**Given text**
# # # # #

The backslash character (\) is a line-continuation character when placed at the end of a
line. If you want a backslash character to appear within a character constant, you must
type two backslashes in a row (\\).
C++ Floating-Point Constants
Floating-point constants specify values that must have a fractional part. These values
contain decimal points (.) and can contain exponents.
Syntax
floating-constant :
fractional-constant exponent-partopt floating-suffixopt
digit-sequence exponent-part floating-suffixopt
fractional-constant :
digit-sequenceopt . digit-sequence
digit-sequence .
exponent-part :
e signopt digit-sequence
E signopt digit-sequence
sign : one of
+
digit-sequence :
digit
digit-sequence digit
floating-suffix :one of
f l F L
Floating-point constants have a "mantissa," which specifies the value of the
number, an "exponent," which specifies the magnitude of the number, and an
optional suffix that specifies the constants type. The mantissa is specified as a
sequence of digits followed by a period, followed by an optional sequence of digits
representing the fractional part of the number. For example:
18.46
38.

# # # # #

**Supplied records**
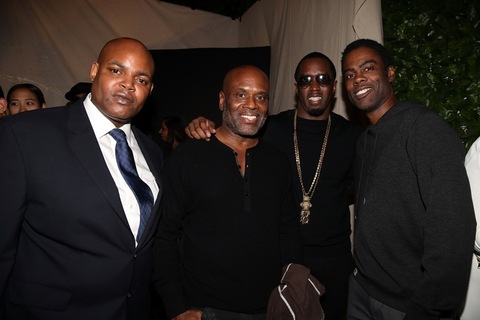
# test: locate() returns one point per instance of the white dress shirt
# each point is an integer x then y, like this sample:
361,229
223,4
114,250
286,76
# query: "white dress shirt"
102,126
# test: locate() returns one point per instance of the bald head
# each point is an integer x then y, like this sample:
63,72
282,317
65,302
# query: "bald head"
126,45
243,72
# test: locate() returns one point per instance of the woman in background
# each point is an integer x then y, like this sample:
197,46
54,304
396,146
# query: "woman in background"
25,97
172,132
472,303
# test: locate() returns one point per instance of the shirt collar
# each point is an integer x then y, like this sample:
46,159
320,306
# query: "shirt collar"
102,125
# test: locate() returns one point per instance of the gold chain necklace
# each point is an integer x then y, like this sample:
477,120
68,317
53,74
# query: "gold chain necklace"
306,204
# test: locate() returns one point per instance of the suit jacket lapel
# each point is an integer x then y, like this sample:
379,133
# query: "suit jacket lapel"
155,165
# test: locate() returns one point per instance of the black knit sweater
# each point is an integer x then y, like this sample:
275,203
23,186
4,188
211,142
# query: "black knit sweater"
234,233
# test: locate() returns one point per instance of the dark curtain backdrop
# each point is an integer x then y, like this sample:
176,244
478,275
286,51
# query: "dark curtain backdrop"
187,82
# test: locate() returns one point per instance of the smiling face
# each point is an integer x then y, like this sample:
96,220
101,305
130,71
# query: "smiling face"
122,79
367,82
244,101
314,101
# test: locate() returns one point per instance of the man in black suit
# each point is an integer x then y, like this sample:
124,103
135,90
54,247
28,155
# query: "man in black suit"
70,243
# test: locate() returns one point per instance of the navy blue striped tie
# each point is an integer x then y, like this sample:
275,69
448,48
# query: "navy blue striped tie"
127,167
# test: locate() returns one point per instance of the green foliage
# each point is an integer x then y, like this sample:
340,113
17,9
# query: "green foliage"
435,46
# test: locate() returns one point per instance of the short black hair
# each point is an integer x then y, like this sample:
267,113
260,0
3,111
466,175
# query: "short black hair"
315,55
33,88
372,44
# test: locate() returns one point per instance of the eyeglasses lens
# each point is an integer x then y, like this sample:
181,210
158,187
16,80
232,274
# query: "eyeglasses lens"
305,81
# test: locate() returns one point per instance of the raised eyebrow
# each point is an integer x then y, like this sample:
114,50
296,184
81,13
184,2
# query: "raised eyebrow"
360,66
368,62
121,66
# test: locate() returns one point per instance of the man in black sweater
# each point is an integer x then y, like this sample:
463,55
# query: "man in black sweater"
323,174
230,221
414,226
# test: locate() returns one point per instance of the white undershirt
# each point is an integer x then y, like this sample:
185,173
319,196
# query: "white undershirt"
102,126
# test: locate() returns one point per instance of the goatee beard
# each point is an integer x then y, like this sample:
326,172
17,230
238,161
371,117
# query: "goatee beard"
316,112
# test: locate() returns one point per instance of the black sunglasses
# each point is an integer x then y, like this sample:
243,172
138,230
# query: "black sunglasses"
305,81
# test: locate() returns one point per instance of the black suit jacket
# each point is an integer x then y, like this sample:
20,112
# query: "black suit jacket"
66,249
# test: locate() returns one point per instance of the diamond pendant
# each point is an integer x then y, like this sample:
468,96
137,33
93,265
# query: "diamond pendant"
305,213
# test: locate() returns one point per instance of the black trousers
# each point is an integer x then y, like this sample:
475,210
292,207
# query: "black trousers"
216,314
333,272
361,306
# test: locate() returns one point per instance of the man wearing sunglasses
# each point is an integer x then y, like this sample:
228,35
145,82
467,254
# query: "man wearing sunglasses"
320,146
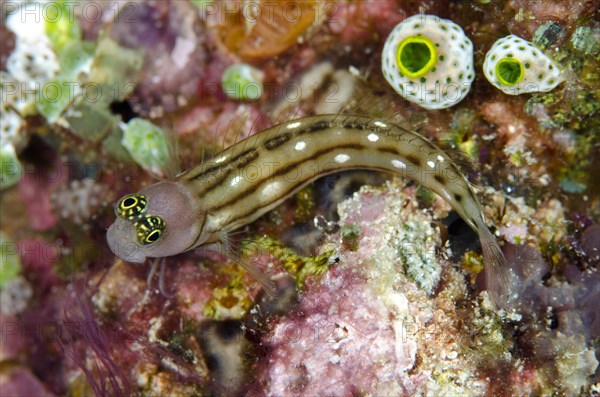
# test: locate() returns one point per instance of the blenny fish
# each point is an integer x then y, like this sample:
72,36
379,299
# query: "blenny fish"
203,205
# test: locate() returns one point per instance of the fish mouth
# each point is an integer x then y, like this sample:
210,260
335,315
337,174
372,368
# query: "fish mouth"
120,245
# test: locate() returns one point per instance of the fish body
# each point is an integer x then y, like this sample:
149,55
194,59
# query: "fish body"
205,203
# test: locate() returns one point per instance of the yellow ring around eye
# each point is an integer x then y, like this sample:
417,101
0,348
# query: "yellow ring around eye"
129,202
153,236
131,207
150,229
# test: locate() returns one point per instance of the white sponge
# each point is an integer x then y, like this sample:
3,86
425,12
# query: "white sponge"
429,61
516,66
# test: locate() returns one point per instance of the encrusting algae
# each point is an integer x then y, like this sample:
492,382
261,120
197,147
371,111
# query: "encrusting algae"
371,284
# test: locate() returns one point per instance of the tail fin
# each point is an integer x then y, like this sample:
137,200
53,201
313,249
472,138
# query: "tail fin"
497,277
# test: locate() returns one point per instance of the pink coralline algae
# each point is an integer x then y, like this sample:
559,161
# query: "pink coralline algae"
365,328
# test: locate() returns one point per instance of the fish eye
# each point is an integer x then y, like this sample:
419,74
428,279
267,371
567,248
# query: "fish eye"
150,229
131,206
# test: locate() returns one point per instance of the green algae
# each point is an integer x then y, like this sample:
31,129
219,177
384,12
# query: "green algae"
350,235
60,24
300,267
148,145
242,82
10,167
10,263
231,300
460,136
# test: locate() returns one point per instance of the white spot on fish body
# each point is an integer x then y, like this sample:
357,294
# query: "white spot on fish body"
373,137
221,159
271,188
398,164
236,179
341,158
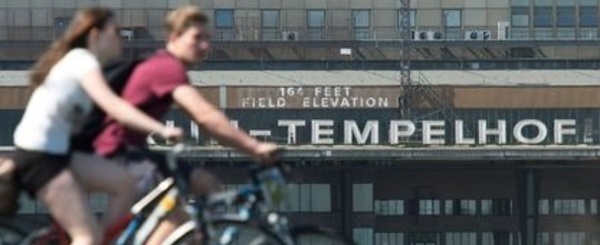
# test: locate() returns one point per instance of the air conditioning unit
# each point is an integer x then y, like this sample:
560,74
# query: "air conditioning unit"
127,34
289,36
427,35
435,35
503,30
478,35
420,35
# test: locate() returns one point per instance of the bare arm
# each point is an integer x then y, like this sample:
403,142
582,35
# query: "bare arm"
97,88
213,121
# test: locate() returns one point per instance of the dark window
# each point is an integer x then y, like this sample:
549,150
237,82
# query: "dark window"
224,18
542,17
588,16
565,17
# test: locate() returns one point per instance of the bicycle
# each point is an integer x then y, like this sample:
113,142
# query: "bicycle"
134,228
255,222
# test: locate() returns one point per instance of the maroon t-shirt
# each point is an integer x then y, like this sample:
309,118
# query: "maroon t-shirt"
149,88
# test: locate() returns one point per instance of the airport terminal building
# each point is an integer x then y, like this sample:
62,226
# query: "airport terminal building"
501,145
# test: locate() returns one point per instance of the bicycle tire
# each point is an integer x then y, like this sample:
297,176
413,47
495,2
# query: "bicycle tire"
11,234
315,235
247,234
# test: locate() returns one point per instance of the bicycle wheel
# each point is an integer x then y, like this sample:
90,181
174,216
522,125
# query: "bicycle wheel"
312,235
11,234
225,232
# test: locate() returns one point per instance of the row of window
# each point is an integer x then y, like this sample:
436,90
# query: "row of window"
496,207
486,207
568,207
301,198
582,16
554,2
366,236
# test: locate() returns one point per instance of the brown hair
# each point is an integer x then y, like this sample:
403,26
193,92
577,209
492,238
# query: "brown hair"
74,37
182,18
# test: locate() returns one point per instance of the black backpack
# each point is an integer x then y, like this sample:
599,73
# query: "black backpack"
117,74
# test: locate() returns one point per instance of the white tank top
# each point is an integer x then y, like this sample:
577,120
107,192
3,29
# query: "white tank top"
58,106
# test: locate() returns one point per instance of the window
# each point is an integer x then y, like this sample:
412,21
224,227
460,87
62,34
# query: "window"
565,2
452,18
565,17
460,207
316,18
307,198
224,23
362,197
361,21
544,206
520,17
519,2
270,20
569,238
361,18
363,236
224,18
389,239
543,238
486,207
425,238
496,207
542,17
543,2
569,207
412,17
588,131
588,2
496,238
389,207
429,207
316,24
468,207
588,16
461,238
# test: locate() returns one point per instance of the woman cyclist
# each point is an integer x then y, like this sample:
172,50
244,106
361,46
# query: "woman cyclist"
67,81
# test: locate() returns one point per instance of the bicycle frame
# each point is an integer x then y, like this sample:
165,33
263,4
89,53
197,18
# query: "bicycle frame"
139,224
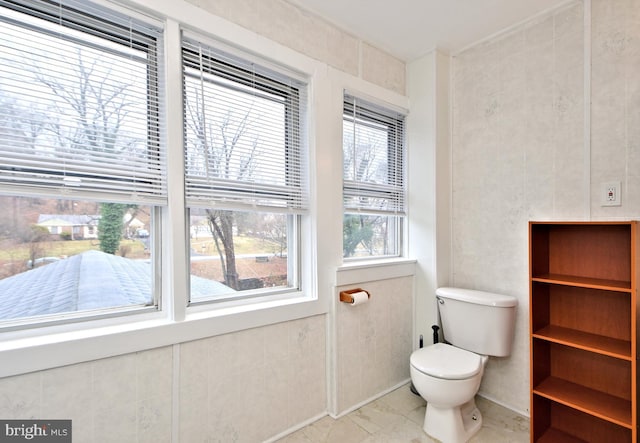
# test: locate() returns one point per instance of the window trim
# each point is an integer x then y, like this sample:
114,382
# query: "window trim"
231,64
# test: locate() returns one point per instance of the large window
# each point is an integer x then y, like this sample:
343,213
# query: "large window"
373,180
82,166
245,174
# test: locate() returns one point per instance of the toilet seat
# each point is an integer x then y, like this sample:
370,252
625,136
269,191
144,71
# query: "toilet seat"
444,361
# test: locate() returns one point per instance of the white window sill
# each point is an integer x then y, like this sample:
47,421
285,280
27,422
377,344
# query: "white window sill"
370,270
82,342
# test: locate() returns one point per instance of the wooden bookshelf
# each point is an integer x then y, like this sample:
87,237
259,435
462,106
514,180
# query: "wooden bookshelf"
583,314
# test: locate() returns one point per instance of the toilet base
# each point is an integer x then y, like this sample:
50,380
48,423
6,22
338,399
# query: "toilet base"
453,425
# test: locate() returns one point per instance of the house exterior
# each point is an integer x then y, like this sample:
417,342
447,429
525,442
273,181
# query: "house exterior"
79,226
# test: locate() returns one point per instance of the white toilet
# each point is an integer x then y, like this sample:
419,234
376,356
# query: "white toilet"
447,375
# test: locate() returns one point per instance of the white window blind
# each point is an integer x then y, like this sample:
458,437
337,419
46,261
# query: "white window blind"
80,102
373,158
243,133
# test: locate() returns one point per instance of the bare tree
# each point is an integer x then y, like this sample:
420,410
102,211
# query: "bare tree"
215,144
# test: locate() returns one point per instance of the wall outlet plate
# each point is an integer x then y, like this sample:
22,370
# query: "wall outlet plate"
611,193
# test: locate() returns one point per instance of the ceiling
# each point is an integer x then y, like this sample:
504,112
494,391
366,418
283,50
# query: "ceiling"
409,29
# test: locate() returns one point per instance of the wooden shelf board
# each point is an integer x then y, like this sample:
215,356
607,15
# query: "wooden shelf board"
592,402
584,282
554,436
583,340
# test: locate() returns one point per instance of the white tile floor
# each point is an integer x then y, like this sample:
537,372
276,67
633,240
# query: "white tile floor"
398,417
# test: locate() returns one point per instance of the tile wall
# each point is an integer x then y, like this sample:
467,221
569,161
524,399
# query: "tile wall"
246,386
373,341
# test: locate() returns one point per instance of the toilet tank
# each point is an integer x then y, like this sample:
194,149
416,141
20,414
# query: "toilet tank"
480,322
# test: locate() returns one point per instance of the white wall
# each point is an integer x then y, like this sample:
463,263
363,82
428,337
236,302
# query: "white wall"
250,376
527,145
429,190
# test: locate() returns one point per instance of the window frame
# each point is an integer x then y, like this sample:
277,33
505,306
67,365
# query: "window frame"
85,29
254,72
371,113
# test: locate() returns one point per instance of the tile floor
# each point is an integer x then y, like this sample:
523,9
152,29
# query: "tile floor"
398,417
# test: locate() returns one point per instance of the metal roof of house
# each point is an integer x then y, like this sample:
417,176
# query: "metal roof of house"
68,219
91,280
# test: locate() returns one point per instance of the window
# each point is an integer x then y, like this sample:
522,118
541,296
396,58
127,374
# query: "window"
81,161
245,174
373,180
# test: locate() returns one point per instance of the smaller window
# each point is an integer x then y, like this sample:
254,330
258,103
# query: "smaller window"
245,174
373,180
70,258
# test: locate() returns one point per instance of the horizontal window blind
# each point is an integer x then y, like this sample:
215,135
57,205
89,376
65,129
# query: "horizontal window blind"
373,158
80,102
243,133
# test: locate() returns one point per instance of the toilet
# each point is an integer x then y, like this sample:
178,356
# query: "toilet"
447,375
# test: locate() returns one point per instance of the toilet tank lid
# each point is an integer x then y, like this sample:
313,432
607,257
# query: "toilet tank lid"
441,360
478,297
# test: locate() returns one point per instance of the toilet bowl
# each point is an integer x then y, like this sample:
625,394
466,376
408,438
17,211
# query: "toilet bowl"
447,375
448,378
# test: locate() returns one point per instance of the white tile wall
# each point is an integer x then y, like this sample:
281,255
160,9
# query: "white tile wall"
304,32
519,150
252,385
245,386
124,398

# # # # #

**Task details**
In the syntax section of the floating-point constants text, which terms are defined, with their names followed by a colon?

**Task response**
floating-constant, fractional-constant, exponent-part, sign, digit-sequence, floating-suffix